Task prompt. Write the records out again exactly, but without pictures.
***** Information provided *****
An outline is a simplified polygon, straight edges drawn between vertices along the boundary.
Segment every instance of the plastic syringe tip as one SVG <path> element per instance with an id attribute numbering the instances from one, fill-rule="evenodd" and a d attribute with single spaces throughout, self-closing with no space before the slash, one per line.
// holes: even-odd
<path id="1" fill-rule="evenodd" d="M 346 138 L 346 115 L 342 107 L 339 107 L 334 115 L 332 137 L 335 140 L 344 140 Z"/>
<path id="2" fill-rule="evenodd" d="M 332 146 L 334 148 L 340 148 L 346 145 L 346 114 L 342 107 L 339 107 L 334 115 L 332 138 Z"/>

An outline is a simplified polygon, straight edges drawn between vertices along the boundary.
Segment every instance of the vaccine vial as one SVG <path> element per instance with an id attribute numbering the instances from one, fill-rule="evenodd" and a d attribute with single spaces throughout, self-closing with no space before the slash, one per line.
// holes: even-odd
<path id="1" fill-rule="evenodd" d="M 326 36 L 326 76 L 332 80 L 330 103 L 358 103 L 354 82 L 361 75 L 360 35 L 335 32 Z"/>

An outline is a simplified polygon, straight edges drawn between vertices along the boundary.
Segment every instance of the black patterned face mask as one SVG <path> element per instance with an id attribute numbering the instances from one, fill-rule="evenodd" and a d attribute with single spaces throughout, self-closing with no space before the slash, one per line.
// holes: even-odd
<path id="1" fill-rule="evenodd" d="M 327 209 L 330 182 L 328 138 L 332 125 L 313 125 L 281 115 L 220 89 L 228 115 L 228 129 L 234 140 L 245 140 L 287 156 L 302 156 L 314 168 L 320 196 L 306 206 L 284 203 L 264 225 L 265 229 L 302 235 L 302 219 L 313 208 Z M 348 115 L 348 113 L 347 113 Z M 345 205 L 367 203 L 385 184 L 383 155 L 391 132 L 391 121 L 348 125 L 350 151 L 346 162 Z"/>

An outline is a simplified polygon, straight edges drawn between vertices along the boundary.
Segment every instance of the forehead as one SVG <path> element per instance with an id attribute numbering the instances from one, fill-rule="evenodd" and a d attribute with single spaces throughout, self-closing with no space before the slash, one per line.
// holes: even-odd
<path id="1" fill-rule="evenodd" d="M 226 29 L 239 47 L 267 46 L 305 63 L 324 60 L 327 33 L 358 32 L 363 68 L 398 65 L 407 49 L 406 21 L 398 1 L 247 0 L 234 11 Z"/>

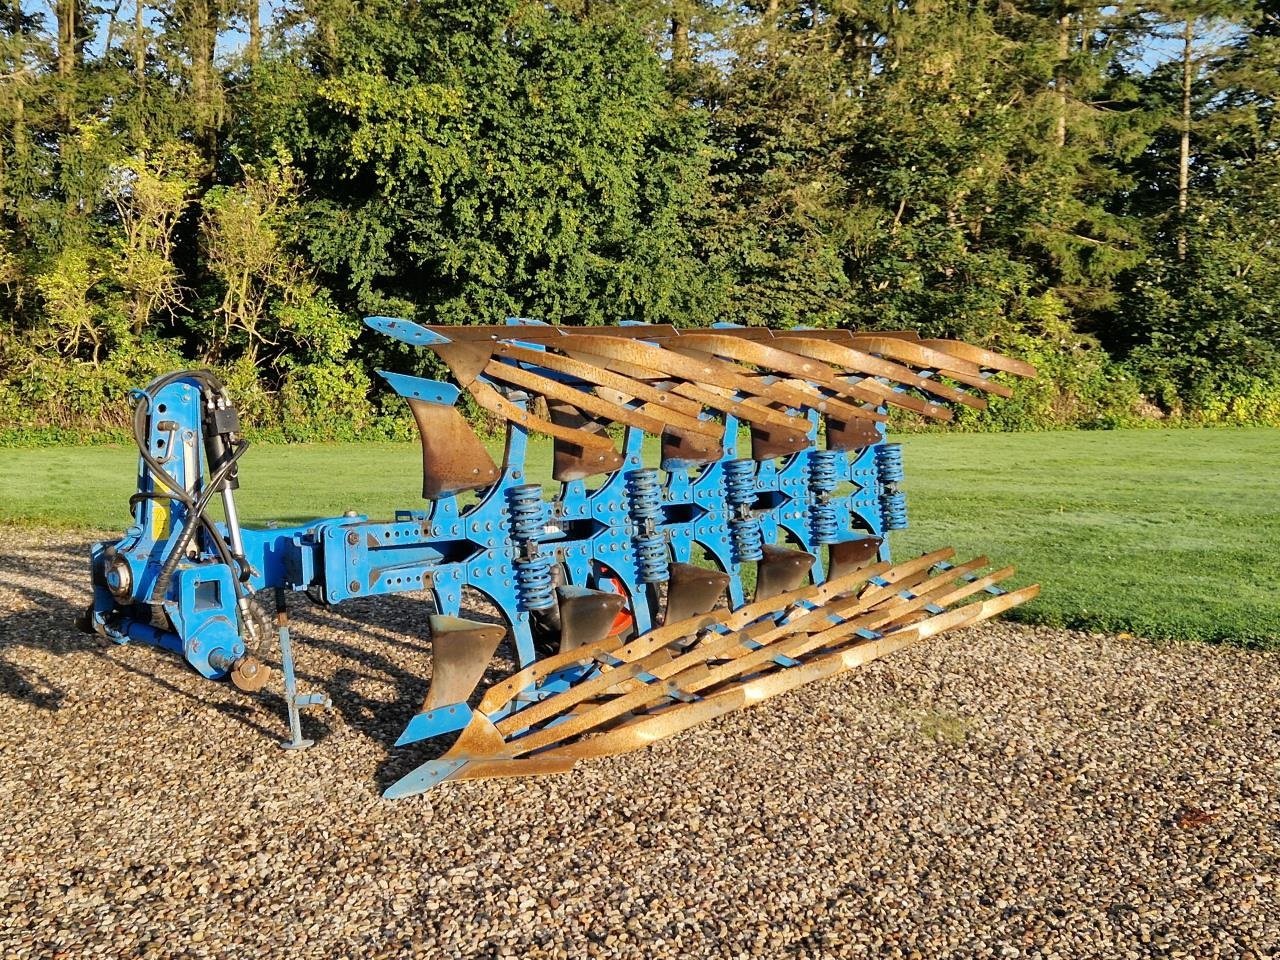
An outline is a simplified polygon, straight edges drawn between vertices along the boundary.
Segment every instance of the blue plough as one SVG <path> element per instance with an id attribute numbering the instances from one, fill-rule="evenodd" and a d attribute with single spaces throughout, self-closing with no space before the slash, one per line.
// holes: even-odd
<path id="1" fill-rule="evenodd" d="M 889 408 L 948 419 L 1007 396 L 996 374 L 1034 374 L 1019 361 L 906 333 L 366 323 L 454 381 L 382 374 L 419 428 L 428 509 L 244 527 L 231 397 L 204 371 L 160 377 L 134 394 L 133 524 L 94 547 L 82 626 L 248 691 L 274 639 L 296 748 L 300 709 L 328 700 L 298 690 L 288 596 L 430 591 L 431 682 L 396 744 L 461 734 L 387 796 L 637 749 L 1035 594 L 949 550 L 895 565 L 887 539 L 907 524 Z M 464 392 L 506 423 L 500 464 Z M 553 438 L 550 483 L 530 434 Z M 464 617 L 468 591 L 504 622 Z M 504 638 L 517 672 L 480 690 Z"/>

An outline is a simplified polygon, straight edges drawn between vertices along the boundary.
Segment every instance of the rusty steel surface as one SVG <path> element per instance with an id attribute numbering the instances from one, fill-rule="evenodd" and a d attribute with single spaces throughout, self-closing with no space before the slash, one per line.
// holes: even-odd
*****
Your solution.
An outline is a simplified polygon, straight edges drawn between vertices along the boundary.
Segment every instance of the plastic syringe tip as one SVG <path> element per instance with an id attribute numbering the instances from one, fill-rule="evenodd" and a d attribute with single spaces throughout, self-closing with no space before the slash, one per line.
// holes: even-odd
<path id="1" fill-rule="evenodd" d="M 346 138 L 346 115 L 342 107 L 339 107 L 334 115 L 332 137 L 335 140 L 344 140 Z"/>
<path id="2" fill-rule="evenodd" d="M 332 146 L 334 148 L 340 148 L 346 145 L 346 114 L 342 107 L 339 107 L 334 115 L 332 138 Z"/>

An outline is a simplified polygon, straight edges drawn between vertices along the boundary.
Segment every instance of the vaccine vial as one SVG <path> element per instance with an id attribute numbering the instances from one, fill-rule="evenodd" and a d attribute with single spaces throughout, self-closing with no space before the slash, one per line.
// holes: even-odd
<path id="1" fill-rule="evenodd" d="M 326 36 L 326 76 L 332 80 L 330 103 L 358 103 L 354 82 L 361 75 L 360 35 L 335 32 Z"/>

An outline is a simplified polygon, straight edges drawn between vertices along the boundary.
Segment every instance of the black patterned face mask as one SVG <path> element per instance with an id attribute numbering the instances from one, fill-rule="evenodd" and a d attribute with single spaces throughout, self-closing with no space before the slash, one per line.
// holes: even-odd
<path id="1" fill-rule="evenodd" d="M 327 209 L 330 182 L 328 138 L 332 125 L 313 125 L 281 115 L 220 89 L 228 115 L 228 129 L 234 140 L 245 140 L 287 156 L 302 156 L 314 168 L 320 196 L 306 206 L 284 203 L 264 225 L 265 229 L 302 235 L 302 219 L 313 208 Z M 348 115 L 348 113 L 347 113 Z M 345 205 L 367 203 L 385 184 L 383 155 L 391 132 L 391 121 L 348 125 L 350 151 L 346 162 Z"/>

An outline is a simplified polygon, straight edges drawn between vertices along the boundary.
Segment every instance of the forehead as one SVG <path> element per instance with an id attribute numbering the instances from one, fill-rule="evenodd" and a d attribute with single spaces throughout, self-closing with no space before the slash, one per line.
// holes: even-odd
<path id="1" fill-rule="evenodd" d="M 226 29 L 239 47 L 267 46 L 305 63 L 324 60 L 327 33 L 358 32 L 363 68 L 398 65 L 407 49 L 406 21 L 398 1 L 247 0 L 234 11 Z"/>

An outline is a simplified polygon, straight edges drawn between vertices along the boundary.
Segment every instance of the blue plough as one SVG <path> element per instance with an id attribute numbering the instances from one, fill-rule="evenodd" and a d attribute with single spaces throughout, self-closing with no space before the slash, one per line.
// holes: even-odd
<path id="1" fill-rule="evenodd" d="M 889 408 L 948 419 L 1007 396 L 996 374 L 1034 374 L 1019 361 L 906 333 L 366 323 L 454 381 L 382 374 L 419 428 L 428 509 L 244 527 L 231 397 L 204 371 L 160 377 L 134 394 L 133 524 L 94 547 L 82 626 L 248 691 L 274 639 L 296 748 L 300 709 L 328 700 L 298 690 L 288 596 L 430 591 L 431 682 L 396 744 L 461 734 L 387 796 L 637 749 L 1035 594 L 949 550 L 895 565 L 887 539 L 907 524 Z M 464 392 L 506 423 L 500 464 Z M 553 438 L 550 483 L 530 434 Z M 464 617 L 468 591 L 504 622 Z M 504 638 L 517 672 L 480 690 Z"/>

An outline is a simplified polygon, straight edges drawn between vertices along the boundary.
Segment every instance of the rusty steel surface as one SVG <path> element per instance with an id attribute numbering the instances from one, fill-rule="evenodd" and a d attribute with single spaces throughout, self-closing with no space before the slash, one per line.
// holes: even-odd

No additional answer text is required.